Find every line below that contains the word "beard" and copy it out.

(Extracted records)

■ ■ ■ ■

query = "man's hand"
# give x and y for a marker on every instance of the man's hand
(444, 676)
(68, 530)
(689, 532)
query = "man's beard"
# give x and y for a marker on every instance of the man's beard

■ ■ ■ ■

_Response to the task_.
query = "man's beard"
# give x and y for a marker on every instance of the man's beard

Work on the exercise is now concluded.